Directive 1 =
In the forum thread about slow MySQL CSV imports, which menu path does the reply give for viewing the SQL logs?

Passage given =
## begin
Slow MySQL CSV Import
I'm using the "Import Data from File..." functionality for the first time to import some small CSVs into several MySQL tables. The CSVs I'm importing are very small (2 columns, 2k rows, ~60kb in size), but they are each taking upwards of 2 minutes. This is significantly slower than what I'm used to in other SQL clients/when running the load as a "LOAD DATA LOCAL INFILE" via the command line.
Is there any way to make the data import procedure faster? How can I see exactly what command DataGrip is using to import the data into MySQL?
Thanks!
Please sign in to leave a comment.
What about server ping? Seems that just queries are taking too long. The import is the only thing that has problems with performance?
Meet the same issue. Importing a CSV file become very slow when upgraded to the latest version of the datagrip. I did not have such issue using version 2017. I was wondering what's the problem here.
You can observe SQL logs: Help - Show SQL log.
You can also send it to datagrip@jetbrains.com so we also can find suspicious statements :)
I've experience this connecting to postgres and redshift. It's easy to reproduce in postgres with a 16M file.
1. Download and unzip the movielens 20m dataset at https://grouplens.org/datasets/movielens/20m/
2. Create the schema in postgres
3. Compare postgres' \copy with Datagrip's import. The postgres command runs in a few seconds whereas Datagrip takes a couple minutes
DataGrip 2018.3.2
Build #DB-183.5429.24, built on January 22, 2019
Licensed to Josh Curtis
Subscription is active until August 1, 2019
JRE: 1.8.0_152-release-1343-b26 x86_64
JVM: OpenJDK 64-Bit Server VM by JetBrains s.r.o
macOS 10.12.6
Got logs!
## end
Input =
## begin
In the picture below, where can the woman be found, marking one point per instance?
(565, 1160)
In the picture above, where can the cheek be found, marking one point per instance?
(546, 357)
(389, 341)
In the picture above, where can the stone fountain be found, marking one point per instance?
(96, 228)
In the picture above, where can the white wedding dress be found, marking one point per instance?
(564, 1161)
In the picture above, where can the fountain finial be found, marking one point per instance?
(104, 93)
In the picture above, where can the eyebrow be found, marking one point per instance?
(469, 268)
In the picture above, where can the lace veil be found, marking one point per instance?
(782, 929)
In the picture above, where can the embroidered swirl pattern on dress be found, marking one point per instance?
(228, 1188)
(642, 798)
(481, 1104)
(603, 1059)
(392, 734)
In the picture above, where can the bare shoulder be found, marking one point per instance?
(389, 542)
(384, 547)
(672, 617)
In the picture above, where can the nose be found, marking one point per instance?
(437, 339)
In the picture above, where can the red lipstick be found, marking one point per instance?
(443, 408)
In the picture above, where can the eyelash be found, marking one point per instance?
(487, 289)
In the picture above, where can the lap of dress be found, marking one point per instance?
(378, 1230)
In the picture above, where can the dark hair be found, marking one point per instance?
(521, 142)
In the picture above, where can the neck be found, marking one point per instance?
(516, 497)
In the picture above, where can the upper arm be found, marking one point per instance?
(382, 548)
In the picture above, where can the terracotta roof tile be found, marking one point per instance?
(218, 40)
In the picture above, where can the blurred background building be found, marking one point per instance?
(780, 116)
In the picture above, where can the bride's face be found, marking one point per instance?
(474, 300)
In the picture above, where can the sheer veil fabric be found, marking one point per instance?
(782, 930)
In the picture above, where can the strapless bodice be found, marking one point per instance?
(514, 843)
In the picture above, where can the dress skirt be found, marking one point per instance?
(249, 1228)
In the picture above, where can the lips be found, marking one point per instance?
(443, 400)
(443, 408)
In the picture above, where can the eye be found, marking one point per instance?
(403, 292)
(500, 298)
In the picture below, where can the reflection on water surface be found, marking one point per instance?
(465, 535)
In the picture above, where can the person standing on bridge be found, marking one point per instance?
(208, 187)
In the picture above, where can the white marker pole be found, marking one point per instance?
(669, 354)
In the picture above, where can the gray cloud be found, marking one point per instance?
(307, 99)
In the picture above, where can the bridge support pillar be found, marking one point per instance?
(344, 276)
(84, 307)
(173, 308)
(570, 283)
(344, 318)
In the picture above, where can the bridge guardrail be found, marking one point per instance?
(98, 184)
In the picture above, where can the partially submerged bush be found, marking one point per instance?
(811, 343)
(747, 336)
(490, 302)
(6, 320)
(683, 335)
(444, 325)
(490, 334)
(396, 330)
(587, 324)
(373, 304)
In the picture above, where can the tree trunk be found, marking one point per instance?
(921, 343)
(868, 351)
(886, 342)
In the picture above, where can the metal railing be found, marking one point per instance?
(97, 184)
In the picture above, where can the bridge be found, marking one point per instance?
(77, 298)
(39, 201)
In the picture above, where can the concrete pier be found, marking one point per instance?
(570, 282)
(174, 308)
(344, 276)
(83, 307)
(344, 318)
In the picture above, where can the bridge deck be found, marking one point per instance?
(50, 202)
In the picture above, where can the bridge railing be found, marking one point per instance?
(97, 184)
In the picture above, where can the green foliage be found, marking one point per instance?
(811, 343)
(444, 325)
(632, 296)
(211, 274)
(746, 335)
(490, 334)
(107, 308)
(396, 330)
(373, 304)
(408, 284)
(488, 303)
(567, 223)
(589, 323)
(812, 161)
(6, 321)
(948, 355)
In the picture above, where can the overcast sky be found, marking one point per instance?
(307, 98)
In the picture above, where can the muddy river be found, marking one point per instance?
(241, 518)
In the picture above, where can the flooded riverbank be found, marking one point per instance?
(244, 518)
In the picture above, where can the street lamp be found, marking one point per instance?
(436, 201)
## end
Directive 2 =
Pick out every line of the listing that contains the word "bridge".

Written response 1 =
Help - Show SQL log.

Written response 2 =
In the picture above, where can the person standing on bridge be found, marking one point per instance?
In the picture above, where can the bridge support pillar be found, marking one point per instance?
In the picture above, where can the bridge guardrail be found, marking one point per instance?
In the picture above, where can the bridge be found, marking one point per instance?
In the picture above, where can the bridge deck be found, marking one point per instance?
In the picture above, where can the bridge railing be found, marking one point per instance?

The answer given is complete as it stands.